Task details —
A stretch of the entries below is to be set down exactly, running from the line with "example [(614, 36)]" through the line with "Target: dark hardwood floor", both included, and no other line.

Stored data entries
══════════

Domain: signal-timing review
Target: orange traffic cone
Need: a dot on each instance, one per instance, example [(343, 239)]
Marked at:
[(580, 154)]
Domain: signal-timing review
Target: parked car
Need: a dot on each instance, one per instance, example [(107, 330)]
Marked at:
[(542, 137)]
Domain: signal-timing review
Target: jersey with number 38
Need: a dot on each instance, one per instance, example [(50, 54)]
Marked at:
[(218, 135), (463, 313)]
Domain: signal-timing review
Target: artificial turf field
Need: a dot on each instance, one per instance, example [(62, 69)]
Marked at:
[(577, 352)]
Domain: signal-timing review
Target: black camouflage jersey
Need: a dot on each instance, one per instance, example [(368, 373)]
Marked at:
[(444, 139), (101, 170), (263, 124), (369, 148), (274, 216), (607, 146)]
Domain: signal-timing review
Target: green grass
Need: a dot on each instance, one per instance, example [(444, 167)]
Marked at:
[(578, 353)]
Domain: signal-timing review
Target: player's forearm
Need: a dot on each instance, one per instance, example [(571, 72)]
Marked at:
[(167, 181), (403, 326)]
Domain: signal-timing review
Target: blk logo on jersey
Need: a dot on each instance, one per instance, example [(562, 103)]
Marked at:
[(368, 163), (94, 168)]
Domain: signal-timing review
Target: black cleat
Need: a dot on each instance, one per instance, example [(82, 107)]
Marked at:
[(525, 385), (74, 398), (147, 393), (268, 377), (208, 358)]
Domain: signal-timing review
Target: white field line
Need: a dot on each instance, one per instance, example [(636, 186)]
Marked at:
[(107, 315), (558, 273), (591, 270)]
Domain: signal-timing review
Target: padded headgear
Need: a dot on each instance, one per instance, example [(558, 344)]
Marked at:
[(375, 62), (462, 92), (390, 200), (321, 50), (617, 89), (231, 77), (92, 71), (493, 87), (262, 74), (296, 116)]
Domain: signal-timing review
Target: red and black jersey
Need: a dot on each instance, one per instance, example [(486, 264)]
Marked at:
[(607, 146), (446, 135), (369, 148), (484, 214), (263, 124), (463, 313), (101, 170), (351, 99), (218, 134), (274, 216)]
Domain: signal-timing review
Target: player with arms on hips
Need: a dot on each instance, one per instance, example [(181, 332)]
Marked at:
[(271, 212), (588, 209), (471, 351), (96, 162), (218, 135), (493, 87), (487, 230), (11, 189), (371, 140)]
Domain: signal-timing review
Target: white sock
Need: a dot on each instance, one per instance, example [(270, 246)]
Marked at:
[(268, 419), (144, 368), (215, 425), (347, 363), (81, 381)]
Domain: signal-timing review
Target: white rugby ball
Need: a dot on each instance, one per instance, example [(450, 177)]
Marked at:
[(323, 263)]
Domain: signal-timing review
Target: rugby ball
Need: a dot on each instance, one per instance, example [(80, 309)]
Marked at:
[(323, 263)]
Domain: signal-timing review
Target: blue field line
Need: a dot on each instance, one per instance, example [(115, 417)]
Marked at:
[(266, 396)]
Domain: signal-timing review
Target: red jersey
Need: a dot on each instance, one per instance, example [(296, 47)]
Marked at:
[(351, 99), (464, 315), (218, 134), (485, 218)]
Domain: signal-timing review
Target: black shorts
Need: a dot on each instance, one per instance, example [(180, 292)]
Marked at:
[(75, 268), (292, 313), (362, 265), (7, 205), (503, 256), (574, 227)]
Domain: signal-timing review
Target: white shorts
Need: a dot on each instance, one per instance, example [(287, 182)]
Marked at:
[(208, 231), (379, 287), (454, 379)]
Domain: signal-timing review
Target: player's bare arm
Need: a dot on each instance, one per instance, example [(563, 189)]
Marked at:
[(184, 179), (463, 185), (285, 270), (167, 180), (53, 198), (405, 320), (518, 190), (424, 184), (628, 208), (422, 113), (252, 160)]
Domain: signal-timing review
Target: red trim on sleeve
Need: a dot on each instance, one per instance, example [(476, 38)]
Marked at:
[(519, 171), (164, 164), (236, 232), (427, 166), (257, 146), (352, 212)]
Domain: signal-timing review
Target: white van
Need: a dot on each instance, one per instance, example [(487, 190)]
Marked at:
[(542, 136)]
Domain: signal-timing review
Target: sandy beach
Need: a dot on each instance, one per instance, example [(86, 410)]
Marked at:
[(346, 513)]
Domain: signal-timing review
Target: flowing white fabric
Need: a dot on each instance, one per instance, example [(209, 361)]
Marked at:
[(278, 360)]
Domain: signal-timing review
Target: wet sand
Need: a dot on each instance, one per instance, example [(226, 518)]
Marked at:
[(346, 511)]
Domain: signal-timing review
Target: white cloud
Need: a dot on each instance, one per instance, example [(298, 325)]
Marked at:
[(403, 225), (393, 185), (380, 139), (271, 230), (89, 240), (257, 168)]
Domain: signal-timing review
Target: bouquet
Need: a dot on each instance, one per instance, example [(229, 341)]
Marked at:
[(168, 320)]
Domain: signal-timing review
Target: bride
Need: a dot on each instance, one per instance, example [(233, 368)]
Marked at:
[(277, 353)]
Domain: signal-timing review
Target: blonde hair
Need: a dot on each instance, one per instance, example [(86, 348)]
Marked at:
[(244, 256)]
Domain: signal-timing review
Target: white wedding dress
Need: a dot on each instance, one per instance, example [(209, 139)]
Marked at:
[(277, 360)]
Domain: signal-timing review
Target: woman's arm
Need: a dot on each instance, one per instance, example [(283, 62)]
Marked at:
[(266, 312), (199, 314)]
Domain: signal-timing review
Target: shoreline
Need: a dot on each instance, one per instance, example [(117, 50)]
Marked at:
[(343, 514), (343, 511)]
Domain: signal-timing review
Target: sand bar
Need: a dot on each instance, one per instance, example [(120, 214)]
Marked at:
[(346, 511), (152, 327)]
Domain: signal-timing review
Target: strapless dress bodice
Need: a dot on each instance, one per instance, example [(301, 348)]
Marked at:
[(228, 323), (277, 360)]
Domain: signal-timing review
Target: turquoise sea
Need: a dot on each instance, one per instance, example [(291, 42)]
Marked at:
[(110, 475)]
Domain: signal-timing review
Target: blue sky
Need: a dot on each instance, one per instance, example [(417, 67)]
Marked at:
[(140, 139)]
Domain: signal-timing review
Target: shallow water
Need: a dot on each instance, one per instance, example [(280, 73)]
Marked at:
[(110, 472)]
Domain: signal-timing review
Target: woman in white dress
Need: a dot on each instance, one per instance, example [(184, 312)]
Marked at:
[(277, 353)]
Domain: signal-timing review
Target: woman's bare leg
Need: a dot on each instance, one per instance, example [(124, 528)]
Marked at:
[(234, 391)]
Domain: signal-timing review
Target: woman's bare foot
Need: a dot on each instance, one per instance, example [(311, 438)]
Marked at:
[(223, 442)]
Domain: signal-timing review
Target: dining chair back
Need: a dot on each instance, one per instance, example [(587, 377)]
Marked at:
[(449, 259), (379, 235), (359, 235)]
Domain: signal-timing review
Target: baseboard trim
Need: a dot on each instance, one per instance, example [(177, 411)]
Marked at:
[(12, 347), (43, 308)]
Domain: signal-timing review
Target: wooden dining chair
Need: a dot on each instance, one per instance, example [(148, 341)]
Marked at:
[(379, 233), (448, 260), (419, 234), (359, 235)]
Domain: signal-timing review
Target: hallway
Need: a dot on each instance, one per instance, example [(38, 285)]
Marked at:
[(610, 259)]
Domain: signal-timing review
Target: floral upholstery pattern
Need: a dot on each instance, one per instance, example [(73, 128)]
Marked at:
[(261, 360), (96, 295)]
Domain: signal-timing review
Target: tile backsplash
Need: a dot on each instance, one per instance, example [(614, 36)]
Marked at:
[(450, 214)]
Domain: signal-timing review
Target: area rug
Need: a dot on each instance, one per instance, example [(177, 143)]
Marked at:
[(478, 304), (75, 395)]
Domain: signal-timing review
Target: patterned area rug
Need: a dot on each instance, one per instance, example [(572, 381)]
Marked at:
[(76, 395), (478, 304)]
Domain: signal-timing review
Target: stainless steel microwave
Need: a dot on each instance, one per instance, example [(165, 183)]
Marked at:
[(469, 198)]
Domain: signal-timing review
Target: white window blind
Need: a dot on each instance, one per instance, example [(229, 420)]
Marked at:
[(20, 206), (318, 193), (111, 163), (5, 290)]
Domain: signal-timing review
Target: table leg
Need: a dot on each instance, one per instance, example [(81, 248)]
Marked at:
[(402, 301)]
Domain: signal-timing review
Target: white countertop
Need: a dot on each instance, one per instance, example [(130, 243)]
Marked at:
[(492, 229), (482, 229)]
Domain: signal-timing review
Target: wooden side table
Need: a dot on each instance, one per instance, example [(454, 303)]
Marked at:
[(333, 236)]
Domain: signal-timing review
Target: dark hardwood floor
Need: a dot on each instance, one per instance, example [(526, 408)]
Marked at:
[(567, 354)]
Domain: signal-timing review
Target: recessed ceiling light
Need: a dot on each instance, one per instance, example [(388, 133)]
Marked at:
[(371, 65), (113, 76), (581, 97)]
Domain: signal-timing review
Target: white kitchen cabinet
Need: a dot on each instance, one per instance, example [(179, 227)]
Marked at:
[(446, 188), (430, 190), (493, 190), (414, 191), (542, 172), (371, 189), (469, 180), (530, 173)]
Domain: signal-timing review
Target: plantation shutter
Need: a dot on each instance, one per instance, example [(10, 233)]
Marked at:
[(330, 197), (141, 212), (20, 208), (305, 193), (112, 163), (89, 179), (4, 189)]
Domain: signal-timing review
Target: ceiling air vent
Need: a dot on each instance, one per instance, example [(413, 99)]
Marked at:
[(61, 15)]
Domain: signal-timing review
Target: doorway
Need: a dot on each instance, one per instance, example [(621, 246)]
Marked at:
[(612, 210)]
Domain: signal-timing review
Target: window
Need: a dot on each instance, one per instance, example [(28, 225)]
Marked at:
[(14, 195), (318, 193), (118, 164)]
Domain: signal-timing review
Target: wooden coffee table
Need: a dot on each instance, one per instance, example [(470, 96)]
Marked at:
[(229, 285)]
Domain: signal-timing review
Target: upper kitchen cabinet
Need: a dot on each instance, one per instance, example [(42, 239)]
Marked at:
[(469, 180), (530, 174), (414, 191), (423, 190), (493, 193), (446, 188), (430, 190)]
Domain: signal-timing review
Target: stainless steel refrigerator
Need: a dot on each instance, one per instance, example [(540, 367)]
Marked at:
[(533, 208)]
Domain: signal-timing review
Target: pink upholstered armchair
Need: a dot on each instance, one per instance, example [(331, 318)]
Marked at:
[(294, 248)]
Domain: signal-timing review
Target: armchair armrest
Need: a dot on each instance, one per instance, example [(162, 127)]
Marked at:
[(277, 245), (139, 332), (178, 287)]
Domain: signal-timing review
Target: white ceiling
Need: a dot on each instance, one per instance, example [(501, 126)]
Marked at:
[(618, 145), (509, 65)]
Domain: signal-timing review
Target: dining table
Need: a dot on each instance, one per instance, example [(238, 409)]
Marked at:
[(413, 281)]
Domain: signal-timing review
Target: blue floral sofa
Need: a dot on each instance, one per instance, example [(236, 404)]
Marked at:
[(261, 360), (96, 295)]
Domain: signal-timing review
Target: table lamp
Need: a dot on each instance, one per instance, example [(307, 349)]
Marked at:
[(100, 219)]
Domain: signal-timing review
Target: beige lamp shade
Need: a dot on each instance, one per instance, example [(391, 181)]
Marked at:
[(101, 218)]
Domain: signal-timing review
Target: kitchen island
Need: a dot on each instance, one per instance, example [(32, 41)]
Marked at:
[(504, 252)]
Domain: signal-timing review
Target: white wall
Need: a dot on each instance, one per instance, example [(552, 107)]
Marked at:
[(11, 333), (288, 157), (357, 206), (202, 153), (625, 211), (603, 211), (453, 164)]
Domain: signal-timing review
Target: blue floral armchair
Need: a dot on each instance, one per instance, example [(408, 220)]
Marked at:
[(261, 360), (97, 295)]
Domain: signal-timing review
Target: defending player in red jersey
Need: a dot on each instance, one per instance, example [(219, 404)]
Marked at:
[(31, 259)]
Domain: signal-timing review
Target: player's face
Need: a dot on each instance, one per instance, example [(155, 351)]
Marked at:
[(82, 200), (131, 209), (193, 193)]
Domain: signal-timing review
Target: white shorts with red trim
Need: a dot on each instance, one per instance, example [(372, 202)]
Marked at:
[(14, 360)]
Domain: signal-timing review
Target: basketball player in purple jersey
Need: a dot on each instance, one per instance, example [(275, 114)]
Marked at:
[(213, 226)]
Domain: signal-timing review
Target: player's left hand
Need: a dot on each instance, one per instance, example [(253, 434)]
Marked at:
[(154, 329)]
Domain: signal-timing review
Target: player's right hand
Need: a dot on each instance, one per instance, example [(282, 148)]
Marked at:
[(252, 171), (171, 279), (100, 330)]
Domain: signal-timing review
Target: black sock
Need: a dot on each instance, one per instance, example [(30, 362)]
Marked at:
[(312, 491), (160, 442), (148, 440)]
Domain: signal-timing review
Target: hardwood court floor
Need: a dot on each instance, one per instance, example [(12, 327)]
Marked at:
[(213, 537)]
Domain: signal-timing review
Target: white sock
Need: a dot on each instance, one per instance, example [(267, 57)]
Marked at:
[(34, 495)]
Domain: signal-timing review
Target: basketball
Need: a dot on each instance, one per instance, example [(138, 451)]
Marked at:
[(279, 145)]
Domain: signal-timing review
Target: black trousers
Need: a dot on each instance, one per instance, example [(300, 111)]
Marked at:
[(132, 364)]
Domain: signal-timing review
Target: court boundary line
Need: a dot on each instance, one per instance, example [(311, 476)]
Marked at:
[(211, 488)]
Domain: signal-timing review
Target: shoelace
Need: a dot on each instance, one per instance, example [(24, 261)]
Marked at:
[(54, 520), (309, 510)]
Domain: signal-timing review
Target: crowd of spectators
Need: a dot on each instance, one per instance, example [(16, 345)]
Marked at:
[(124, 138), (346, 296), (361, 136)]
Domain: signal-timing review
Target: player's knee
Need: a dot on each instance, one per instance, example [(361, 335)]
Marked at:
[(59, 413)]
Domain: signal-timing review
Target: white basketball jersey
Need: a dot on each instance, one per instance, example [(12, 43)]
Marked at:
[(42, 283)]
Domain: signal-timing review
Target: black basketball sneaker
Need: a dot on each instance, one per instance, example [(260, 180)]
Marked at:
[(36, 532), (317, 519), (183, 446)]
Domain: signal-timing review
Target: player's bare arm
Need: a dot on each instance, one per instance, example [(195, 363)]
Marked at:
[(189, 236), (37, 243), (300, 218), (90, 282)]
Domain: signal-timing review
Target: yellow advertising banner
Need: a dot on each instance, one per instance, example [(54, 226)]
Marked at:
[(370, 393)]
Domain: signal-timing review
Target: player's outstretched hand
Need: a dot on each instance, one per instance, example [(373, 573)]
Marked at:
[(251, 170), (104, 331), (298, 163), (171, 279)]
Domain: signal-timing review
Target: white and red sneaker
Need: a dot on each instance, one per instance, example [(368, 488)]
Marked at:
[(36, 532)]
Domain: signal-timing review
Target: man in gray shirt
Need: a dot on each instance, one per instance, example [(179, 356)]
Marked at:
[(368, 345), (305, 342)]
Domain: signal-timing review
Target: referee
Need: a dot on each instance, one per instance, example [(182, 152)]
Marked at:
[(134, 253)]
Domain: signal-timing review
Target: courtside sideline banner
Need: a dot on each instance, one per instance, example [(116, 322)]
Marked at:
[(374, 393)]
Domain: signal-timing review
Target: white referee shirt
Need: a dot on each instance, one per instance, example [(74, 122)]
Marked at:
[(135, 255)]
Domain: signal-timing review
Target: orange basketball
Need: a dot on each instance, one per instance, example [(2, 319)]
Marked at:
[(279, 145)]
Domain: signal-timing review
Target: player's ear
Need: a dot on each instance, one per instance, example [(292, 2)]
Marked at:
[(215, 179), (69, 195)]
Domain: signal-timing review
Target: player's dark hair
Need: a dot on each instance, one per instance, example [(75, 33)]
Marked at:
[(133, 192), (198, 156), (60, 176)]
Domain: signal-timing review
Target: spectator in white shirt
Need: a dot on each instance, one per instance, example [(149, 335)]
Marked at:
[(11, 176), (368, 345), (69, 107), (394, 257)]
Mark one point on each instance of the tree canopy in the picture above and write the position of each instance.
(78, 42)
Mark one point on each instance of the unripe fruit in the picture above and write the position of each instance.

══════════

Written reply —
Need: a dot on each instance, one per instance, example [(614, 36)]
Marked at:
[(450, 214)]
Domain: signal-timing review
Target: area rug
Need: a dot on each instance, one per instance, example [(177, 143)]
Marked at:
[(478, 304), (75, 395)]
Domain: signal-timing review
Target: patterned area rug
Need: a dot on each instance, one per instance, example [(572, 381)]
Marked at:
[(76, 395), (478, 304)]
Domain: signal-timing review
Target: stainless steel microwave
Need: a dot on each instance, one per instance, example [(165, 183)]
Marked at:
[(469, 198)]
Domain: signal-timing review
Target: white window blind
Need: a dot on each instance, one per instance, example [(229, 420)]
Marked at:
[(20, 206), (318, 193), (111, 163), (5, 290)]
Domain: signal-timing review
Target: table leg
Need: a dot on each instance, one per instance, example [(81, 248)]
Marked at:
[(402, 301)]
Domain: signal-timing review
Target: white countertop
Need: a dot on each instance, one per instance, example [(130, 243)]
Marked at:
[(492, 229), (482, 229)]
Domain: signal-timing review
Target: wooden side table
Need: a dot on each instance, one per instance, example [(454, 303)]
Marked at:
[(333, 236)]
Domain: signal-timing review
Target: dark hardwood floor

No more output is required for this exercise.